▸ **EXERCISE**: List every line of the material that contains the string "office".
BEGIN MATERIAL PROVIDED
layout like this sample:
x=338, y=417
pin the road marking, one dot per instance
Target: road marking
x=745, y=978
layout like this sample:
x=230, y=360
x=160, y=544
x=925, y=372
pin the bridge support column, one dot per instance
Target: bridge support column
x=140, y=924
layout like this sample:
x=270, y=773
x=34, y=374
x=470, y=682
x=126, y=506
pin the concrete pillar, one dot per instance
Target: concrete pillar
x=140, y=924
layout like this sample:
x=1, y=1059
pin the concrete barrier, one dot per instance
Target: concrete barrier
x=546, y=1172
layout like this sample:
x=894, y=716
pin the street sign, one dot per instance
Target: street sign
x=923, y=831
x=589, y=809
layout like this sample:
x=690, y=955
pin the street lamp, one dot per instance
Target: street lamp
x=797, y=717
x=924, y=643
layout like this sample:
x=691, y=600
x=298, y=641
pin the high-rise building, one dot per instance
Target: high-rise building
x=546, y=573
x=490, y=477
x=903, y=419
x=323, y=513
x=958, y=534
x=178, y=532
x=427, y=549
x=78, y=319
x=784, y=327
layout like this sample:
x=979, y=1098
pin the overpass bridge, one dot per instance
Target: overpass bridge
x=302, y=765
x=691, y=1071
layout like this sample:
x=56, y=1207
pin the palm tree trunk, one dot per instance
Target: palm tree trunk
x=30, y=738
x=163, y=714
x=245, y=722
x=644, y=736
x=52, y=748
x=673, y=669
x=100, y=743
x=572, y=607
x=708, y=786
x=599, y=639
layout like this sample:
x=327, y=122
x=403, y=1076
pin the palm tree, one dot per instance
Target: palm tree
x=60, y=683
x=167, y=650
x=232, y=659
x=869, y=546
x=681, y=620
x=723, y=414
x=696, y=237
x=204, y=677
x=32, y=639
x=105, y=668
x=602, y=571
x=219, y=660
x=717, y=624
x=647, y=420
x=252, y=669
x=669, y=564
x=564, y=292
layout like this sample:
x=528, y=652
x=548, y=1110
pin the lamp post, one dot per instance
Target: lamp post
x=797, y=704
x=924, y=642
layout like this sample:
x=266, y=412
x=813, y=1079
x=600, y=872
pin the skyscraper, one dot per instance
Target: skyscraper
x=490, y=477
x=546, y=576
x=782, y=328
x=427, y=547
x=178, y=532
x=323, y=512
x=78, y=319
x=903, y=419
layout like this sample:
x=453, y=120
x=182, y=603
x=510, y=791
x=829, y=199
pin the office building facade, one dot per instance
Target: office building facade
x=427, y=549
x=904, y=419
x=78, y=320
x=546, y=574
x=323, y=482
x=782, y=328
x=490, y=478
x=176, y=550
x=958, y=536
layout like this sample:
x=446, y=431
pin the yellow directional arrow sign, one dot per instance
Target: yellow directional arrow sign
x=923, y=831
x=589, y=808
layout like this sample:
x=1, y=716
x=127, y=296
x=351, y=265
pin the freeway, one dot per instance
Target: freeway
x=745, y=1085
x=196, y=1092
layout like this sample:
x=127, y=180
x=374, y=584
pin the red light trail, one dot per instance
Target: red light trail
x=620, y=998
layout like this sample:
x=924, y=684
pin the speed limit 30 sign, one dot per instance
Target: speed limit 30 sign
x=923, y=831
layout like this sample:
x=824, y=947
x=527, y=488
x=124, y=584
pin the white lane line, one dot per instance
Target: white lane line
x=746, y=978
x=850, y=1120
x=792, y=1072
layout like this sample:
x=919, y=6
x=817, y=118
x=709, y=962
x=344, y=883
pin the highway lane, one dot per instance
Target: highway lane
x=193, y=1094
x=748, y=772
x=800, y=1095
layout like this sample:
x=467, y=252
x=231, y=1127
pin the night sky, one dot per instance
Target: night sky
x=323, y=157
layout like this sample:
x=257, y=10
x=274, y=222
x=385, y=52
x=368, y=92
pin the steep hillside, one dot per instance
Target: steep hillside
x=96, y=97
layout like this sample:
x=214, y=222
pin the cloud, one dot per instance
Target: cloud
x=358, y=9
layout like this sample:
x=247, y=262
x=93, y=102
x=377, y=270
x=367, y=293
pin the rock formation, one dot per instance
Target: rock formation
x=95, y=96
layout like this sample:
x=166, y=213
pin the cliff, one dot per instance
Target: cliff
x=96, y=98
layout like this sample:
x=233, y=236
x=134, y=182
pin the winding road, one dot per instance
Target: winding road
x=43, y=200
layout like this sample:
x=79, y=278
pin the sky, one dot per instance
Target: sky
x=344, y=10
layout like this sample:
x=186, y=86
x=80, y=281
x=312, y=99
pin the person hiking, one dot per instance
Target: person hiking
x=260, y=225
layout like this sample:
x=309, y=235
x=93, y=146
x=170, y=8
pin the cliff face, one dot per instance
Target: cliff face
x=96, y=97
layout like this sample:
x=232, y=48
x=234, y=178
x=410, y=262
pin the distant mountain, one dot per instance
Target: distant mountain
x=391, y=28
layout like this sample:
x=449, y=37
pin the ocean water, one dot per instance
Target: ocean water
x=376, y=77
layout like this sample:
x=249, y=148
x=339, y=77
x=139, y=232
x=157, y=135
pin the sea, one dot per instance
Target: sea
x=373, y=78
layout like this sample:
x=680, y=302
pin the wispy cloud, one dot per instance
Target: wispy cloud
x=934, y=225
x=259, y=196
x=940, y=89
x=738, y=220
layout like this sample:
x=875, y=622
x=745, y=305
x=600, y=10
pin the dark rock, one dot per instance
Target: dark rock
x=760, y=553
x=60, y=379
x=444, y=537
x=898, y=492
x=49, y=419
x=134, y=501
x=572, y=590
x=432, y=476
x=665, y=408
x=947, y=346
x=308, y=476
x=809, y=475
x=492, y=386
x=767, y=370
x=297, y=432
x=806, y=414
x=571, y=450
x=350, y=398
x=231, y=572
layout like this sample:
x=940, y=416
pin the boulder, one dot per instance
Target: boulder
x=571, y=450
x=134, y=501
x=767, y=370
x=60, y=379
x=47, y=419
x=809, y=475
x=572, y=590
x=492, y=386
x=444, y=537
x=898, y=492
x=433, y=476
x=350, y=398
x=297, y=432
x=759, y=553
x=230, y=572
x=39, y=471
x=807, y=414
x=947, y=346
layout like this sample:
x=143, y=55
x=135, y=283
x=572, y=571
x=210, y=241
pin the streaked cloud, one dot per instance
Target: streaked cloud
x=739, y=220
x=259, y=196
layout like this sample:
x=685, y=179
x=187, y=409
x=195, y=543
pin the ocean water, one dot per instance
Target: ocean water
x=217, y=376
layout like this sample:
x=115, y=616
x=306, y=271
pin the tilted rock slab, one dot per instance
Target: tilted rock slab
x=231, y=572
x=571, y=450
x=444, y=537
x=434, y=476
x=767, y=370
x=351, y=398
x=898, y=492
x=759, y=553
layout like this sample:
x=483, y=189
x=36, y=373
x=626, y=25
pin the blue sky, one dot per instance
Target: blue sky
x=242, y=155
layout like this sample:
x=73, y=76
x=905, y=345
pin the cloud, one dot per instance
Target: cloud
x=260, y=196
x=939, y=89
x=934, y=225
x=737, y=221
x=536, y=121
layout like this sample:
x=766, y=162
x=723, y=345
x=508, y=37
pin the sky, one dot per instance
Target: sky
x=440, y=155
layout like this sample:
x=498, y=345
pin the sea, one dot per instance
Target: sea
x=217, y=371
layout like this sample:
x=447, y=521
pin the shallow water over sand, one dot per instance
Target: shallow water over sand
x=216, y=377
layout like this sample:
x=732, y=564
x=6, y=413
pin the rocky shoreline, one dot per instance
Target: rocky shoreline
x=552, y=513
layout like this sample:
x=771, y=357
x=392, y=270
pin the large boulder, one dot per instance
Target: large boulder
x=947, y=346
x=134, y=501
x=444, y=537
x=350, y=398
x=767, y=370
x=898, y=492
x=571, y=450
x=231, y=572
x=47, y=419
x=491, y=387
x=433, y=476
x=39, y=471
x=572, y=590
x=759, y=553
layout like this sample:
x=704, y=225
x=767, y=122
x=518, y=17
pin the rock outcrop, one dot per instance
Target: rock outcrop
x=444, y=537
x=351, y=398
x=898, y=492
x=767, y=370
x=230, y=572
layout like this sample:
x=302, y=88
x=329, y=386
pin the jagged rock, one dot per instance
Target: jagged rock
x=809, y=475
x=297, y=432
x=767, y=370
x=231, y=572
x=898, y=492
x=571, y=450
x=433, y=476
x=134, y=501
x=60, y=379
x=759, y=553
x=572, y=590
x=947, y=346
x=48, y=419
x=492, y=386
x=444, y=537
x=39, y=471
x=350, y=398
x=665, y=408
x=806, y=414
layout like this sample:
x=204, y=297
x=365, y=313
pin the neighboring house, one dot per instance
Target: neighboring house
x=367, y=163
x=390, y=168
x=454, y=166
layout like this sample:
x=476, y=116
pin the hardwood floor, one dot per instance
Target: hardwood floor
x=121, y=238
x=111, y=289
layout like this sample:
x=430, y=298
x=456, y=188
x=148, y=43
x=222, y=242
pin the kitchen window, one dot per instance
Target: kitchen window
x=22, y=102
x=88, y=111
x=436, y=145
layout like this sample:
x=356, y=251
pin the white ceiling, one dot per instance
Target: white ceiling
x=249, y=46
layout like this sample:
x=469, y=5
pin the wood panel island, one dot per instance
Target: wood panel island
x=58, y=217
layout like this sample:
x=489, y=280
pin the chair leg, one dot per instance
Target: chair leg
END MATERIAL PROVIDED
▸ **SOLUTION FOR THIS EXERCISE**:
pin the office building facade, one dot per instance
Target: office building facade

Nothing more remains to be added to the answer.